[WHAT THE EXERCISE ASKS]:
Look through the entries for the line containing "From the image above, detect the clear". Then output that line and every line after it, exactly, to the end.

----

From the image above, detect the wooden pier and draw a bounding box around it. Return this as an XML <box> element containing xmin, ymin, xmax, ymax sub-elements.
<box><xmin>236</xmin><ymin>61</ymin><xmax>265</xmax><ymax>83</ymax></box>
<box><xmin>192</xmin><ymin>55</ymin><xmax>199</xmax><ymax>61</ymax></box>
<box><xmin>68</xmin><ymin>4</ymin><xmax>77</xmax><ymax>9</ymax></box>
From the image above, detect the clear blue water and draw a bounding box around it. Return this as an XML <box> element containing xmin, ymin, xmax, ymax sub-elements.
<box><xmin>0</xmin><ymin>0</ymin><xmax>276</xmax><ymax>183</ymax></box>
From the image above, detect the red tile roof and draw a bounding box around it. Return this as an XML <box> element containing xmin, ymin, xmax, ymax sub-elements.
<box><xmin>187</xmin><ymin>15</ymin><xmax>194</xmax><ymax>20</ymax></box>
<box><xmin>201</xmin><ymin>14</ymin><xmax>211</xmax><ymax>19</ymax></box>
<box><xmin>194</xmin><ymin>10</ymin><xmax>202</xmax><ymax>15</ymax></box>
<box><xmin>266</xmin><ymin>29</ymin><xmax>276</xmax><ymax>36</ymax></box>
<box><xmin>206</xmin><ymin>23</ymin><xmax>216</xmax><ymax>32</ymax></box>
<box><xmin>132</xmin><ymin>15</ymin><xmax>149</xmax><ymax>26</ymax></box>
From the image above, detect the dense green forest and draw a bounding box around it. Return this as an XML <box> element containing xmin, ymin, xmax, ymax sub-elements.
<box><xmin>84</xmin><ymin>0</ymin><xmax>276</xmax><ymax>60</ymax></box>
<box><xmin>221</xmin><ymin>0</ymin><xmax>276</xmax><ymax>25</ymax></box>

----

[WRITTEN RESPONSE]:
From the image above, detect the clear blue water and draw a bounding box around it. Return this as an XML <box> element containing xmin, ymin, xmax, ymax sub-elements.
<box><xmin>0</xmin><ymin>0</ymin><xmax>276</xmax><ymax>183</ymax></box>
From the image above, detect the red tile roof and draw a bounding box around it. Return this as an XML <box> element containing xmin, ymin, xmax, ymax sub-elements.
<box><xmin>187</xmin><ymin>15</ymin><xmax>194</xmax><ymax>20</ymax></box>
<box><xmin>201</xmin><ymin>14</ymin><xmax>211</xmax><ymax>19</ymax></box>
<box><xmin>194</xmin><ymin>10</ymin><xmax>202</xmax><ymax>15</ymax></box>
<box><xmin>266</xmin><ymin>29</ymin><xmax>276</xmax><ymax>36</ymax></box>
<box><xmin>206</xmin><ymin>23</ymin><xmax>216</xmax><ymax>32</ymax></box>
<box><xmin>132</xmin><ymin>15</ymin><xmax>149</xmax><ymax>26</ymax></box>
From the image above, detect the dense green forest and draw a bounding box around it. Return this as an XML <box> element containing xmin, ymin, xmax, ymax sub-elements.
<box><xmin>84</xmin><ymin>0</ymin><xmax>276</xmax><ymax>60</ymax></box>
<box><xmin>221</xmin><ymin>0</ymin><xmax>276</xmax><ymax>25</ymax></box>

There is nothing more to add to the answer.